◆ **What needs to be done**:
The records below are to be copied word for word, with every picture left out.

◆ **Data shown**:
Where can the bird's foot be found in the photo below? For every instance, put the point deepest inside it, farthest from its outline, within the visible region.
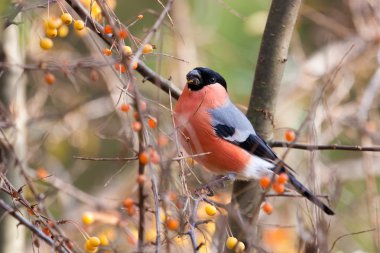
(217, 182)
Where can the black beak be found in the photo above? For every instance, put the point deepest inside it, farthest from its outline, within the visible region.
(194, 77)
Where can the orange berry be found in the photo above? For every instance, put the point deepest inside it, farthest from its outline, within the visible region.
(107, 29)
(63, 31)
(135, 65)
(78, 25)
(88, 218)
(131, 210)
(143, 105)
(89, 248)
(240, 247)
(125, 107)
(267, 208)
(104, 240)
(282, 178)
(144, 158)
(136, 126)
(107, 52)
(46, 43)
(66, 18)
(123, 34)
(210, 210)
(42, 173)
(141, 179)
(150, 235)
(94, 241)
(148, 48)
(120, 67)
(54, 23)
(136, 115)
(264, 182)
(154, 157)
(128, 202)
(162, 140)
(231, 242)
(172, 224)
(279, 188)
(51, 33)
(290, 135)
(152, 122)
(49, 78)
(127, 50)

◆ **Exercise answer**:
Where can the bird's foot be found in the photo below? For every instance, put the point deepest inside it, farthest from its outline, within the visible region.
(217, 182)
Where can the black beak be found in the photo above? For every instance, put the point deepest inside it, farthest from its outline, within the visible region.
(194, 77)
Where can the orange berry be found in the photo above? For every instance, put the point deepest inside it, farthest from its outline, within the visible region.
(107, 29)
(63, 31)
(135, 65)
(78, 25)
(88, 218)
(131, 210)
(143, 105)
(89, 248)
(240, 247)
(125, 107)
(267, 208)
(104, 240)
(282, 178)
(144, 158)
(136, 126)
(107, 52)
(46, 43)
(66, 18)
(123, 34)
(210, 210)
(42, 173)
(141, 179)
(150, 235)
(94, 241)
(148, 48)
(120, 67)
(54, 23)
(136, 115)
(264, 182)
(154, 157)
(128, 202)
(162, 140)
(231, 242)
(172, 224)
(279, 188)
(51, 33)
(290, 135)
(152, 122)
(49, 78)
(127, 50)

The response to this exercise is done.